____ SOURCE MATERIAL

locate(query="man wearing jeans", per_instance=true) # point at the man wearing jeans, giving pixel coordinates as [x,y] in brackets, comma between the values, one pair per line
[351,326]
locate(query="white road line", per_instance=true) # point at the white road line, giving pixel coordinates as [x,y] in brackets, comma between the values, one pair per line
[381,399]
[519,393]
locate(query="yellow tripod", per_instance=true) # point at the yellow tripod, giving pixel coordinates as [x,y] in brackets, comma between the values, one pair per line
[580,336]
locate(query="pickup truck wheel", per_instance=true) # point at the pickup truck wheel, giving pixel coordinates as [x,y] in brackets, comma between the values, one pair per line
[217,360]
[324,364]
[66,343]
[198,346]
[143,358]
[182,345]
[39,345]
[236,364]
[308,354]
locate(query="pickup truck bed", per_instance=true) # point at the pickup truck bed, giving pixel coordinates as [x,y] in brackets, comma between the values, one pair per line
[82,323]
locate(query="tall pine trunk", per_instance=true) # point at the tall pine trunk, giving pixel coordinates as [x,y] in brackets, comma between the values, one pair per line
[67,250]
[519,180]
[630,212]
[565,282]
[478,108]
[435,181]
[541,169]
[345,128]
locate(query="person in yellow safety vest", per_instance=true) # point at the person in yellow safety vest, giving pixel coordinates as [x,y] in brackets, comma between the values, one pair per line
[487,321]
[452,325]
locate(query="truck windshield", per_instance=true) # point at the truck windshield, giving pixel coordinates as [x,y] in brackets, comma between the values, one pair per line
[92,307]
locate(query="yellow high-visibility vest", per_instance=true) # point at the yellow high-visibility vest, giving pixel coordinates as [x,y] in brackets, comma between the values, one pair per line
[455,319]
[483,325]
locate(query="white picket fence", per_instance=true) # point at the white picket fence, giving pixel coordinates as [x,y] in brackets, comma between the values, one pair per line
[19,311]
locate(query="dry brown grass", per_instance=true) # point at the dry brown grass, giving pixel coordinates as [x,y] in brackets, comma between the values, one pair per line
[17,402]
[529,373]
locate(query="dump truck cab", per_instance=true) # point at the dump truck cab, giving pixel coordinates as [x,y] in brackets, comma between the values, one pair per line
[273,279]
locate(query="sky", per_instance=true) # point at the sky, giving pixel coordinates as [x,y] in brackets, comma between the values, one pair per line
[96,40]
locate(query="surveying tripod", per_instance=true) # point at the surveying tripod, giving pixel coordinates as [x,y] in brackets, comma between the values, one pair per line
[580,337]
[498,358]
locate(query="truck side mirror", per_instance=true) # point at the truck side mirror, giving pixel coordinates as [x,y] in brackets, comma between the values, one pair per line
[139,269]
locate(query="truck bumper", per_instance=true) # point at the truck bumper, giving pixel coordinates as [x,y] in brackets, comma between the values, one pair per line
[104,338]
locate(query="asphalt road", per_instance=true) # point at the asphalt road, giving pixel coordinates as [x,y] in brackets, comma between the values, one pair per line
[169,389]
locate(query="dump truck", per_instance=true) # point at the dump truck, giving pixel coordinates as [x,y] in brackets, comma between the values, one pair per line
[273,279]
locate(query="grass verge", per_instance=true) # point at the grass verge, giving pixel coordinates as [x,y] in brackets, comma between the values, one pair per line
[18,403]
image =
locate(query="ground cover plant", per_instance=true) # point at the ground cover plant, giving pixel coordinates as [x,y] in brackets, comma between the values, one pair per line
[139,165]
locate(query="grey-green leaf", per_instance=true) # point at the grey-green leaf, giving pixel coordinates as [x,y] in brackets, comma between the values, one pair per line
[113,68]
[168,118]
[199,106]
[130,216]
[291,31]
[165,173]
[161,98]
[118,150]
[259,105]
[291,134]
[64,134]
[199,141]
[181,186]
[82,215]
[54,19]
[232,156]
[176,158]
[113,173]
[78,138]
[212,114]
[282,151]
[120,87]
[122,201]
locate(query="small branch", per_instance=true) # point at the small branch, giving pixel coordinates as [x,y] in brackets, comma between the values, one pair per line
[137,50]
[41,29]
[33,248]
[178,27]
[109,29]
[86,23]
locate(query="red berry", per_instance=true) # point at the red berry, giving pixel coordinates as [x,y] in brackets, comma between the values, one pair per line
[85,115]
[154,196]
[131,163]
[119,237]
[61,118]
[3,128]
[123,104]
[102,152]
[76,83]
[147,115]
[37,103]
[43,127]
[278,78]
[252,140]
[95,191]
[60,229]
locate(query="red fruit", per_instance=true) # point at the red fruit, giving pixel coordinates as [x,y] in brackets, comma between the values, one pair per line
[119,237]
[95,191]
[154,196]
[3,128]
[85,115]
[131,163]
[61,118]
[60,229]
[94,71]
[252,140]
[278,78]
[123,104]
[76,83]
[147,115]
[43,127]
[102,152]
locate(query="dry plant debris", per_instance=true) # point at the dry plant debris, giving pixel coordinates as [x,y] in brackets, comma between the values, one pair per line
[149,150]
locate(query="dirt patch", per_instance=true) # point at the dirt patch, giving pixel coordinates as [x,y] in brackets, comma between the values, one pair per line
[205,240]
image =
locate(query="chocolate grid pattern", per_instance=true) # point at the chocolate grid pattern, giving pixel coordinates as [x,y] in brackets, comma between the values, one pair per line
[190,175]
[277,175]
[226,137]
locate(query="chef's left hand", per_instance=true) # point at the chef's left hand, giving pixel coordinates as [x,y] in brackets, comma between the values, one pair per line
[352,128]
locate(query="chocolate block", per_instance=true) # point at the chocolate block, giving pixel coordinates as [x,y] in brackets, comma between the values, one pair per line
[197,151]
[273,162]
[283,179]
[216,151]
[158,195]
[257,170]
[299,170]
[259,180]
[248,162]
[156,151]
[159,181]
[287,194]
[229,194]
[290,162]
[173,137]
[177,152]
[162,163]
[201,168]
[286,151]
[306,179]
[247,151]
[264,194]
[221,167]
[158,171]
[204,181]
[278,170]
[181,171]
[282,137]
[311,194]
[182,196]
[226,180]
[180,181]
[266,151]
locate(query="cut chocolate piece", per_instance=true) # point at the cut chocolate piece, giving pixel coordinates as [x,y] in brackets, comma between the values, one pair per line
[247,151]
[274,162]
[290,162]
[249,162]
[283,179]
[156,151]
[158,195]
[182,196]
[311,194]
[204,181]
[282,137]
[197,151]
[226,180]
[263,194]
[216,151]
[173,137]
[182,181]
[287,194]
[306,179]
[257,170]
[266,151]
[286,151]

________

▶ THE TASK: Every record above is to be restated exactly as it reads.

▶ ANSWER FOR THIS EXERCISE:
locate(query="man wearing jeans", per_instance=true) # point at the man wearing jeans, giving pixel coordinates as [x,y] in brackets, comma between the values, one pair per line
[351,326]
locate(query="white road line", per_instance=true) # point at the white road line, giving pixel coordinates as [x,y] in brackets, comma between the values, one pair per line
[381,399]
[519,393]
locate(query="yellow tripod", per_instance=true) # point at the yellow tripod, giving pixel coordinates as [x,y] in brackets, comma between the values, one pair per line
[580,336]
locate(query="pickup truck wheel", per_instance=true) # point at the pickup truck wheel, giving pixel coordinates as [x,y] in brackets, comma between the values, one pair per line
[217,360]
[324,364]
[66,343]
[198,346]
[143,358]
[182,345]
[39,345]
[236,364]
[308,354]
locate(query="pickup truck bed", per_instance=true) # point at the pickup truck bed, giving pixel coordinates as [x,y] in brackets, comma between the values, one pair per line
[82,323]
locate(query="tall pine trunk", per_instance=true) # point at the tall pine trunk, giving pixel coordinates as [x,y] in brackets, comma between the values, one pair per line
[67,250]
[519,180]
[630,212]
[565,282]
[478,108]
[435,181]
[541,169]
[345,128]
locate(query="person in yellow safety vest", per_instance=true) # point at the person in yellow safety vest, giving pixel coordinates as [x,y] in brackets, comma between the values, one pair per line
[487,321]
[452,325]
locate(query="truck windshield", per_instance=true) # point at the truck windshield, giving pixel coordinates as [x,y] in brackets, comma between the values, one pair per line
[92,307]
locate(query="yellow high-visibility vest", per_instance=true) # point at the yellow high-visibility vest, giving pixel coordinates as [x,y] in brackets, comma between the values, one pair per line
[455,319]
[483,325]
locate(query="white picket fence", per_instance=true) # point at the white picket fence, giving pixel coordinates as [x,y] in brackets, comma between the values, one pair per line
[19,311]
locate(query="dry brown grass", per_instance=true) # point at the dry brown grass, giving pixel coordinates as [x,y] in brackets, comma between the values, one pair per line
[17,402]
[529,373]
locate(query="dump truck cab", per_instance=true) # point at the dump truck cab, giving pixel coordinates as [x,y] in brackets, comma between the values, one pair per line
[273,279]
locate(query="sky", per_instance=true) # point at the sky, giving pixel coordinates as [x,y] in brackets, comma between the values, one pair per line
[96,40]
locate(query="surveying tripod", per_instance=true) # point at the surveying tripod, giving pixel coordinates as [x,y] in brackets, comma between the values, one pair per line
[580,337]
[498,358]
locate(query="truck side mirror", per_instance=true) # point at the truck side mirror, giving pixel coordinates as [x,y] in brackets, comma between the values, one pair per line
[139,269]
locate(query="truck bumper", per_instance=true) # point at the truck bumper, giving pixel coordinates as [x,y] in brackets, comma between the values, one pair per line
[104,338]
locate(query="asphalt road", per_instance=true) # point at the asphalt road, giving pixel coordinates as [x,y] in brackets, comma between the values, one pair per line
[169,389]
locate(query="dump truck", per_instance=true) # point at the dump truck, giving pixel coordinates as [x,y] in brackets, comma between the values, one pair per line
[273,279]
locate(query="grass verge", per_instance=true) # point at the grass verge, giving pixel coordinates as [x,y] in brackets, comma between the values, one pair per line
[18,403]
image =
locate(query="ground cover plant", per_instance=true) # point at the ground cover plant, giving pixel coordinates as [x,y] in brackets, comma between the values, one pair per line
[139,165]
locate(query="grey-green leaf", per_instance=true) # point at the grey-green leaf, giving pixel coordinates as [x,y] in brackets, comma between the values, one pair per line
[113,68]
[168,118]
[199,106]
[130,216]
[291,31]
[165,173]
[161,98]
[118,150]
[259,105]
[291,134]
[64,134]
[199,141]
[181,186]
[82,215]
[54,19]
[232,156]
[176,158]
[113,173]
[78,138]
[212,114]
[282,151]
[120,87]
[122,201]
locate(query="small branch", per_instance=true) # point at the small branch, giving pixel coordinates as [x,y] in brackets, comma between the values, one pair per line
[137,50]
[41,29]
[33,248]
[178,27]
[109,29]
[86,23]
locate(query="red berry", per_instance=true) # point at the red berry, giving pixel coordinates as [x,y] in brackets, comma between the values, one pair per line
[85,115]
[154,196]
[131,163]
[119,237]
[61,118]
[3,128]
[123,104]
[102,152]
[76,83]
[147,115]
[37,103]
[43,127]
[278,78]
[252,140]
[95,191]
[60,229]
locate(query="red fruit", per_instance=true) # point at the red fruit, giving pixel coordinates as [x,y] in brackets, comma between the values, one pair per line
[119,237]
[95,191]
[154,196]
[3,128]
[85,115]
[131,163]
[61,118]
[60,229]
[94,71]
[252,140]
[278,78]
[123,104]
[76,83]
[147,115]
[43,127]
[102,152]
locate(query="dry plant debris", per_instance=true) # point at the dry plant debris, giving pixel coordinates as [x,y] in brackets, comma between the values, one pair per line
[149,150]
locate(query="dirt patch", per_instance=true) # point at the dirt patch, giving pixel coordinates as [x,y] in brackets, comma between the values, one pair per line
[205,240]
image =
locate(query="chocolate grid pattern", per_instance=true) # point at the chocolate grid pattern, giving pixel coordinates as [x,y] in brackets, comma between the values, one pair per line
[190,175]
[277,175]
[226,137]
locate(query="chef's left hand", per_instance=true) # point at the chef's left hand, giving pixel coordinates as [x,y] in brackets, comma between the values, one pair per line
[352,128]
locate(query="chocolate block", per_instance=true) # point at the chocolate block, giving pixel coordinates as [x,y] in brackets, comma between the values, one pair per line
[197,151]
[273,162]
[283,179]
[216,151]
[158,195]
[257,170]
[299,170]
[259,180]
[248,162]
[156,151]
[159,181]
[287,194]
[229,194]
[290,162]
[173,137]
[177,152]
[162,163]
[201,168]
[286,151]
[306,179]
[247,151]
[264,194]
[221,167]
[158,171]
[204,181]
[278,170]
[181,171]
[282,137]
[311,194]
[182,196]
[226,180]
[180,181]
[266,151]
locate(query="cut chocolate piece", per_instance=true) # point at the cut chocolate piece, giving pixel coordinates as [x,y] in brackets, comma between the values, one pair per line
[247,151]
[274,162]
[290,162]
[249,162]
[283,179]
[156,151]
[158,195]
[182,196]
[311,194]
[204,181]
[282,137]
[197,151]
[226,180]
[263,194]
[216,151]
[173,137]
[182,181]
[287,194]
[306,179]
[257,170]
[266,151]
[286,151]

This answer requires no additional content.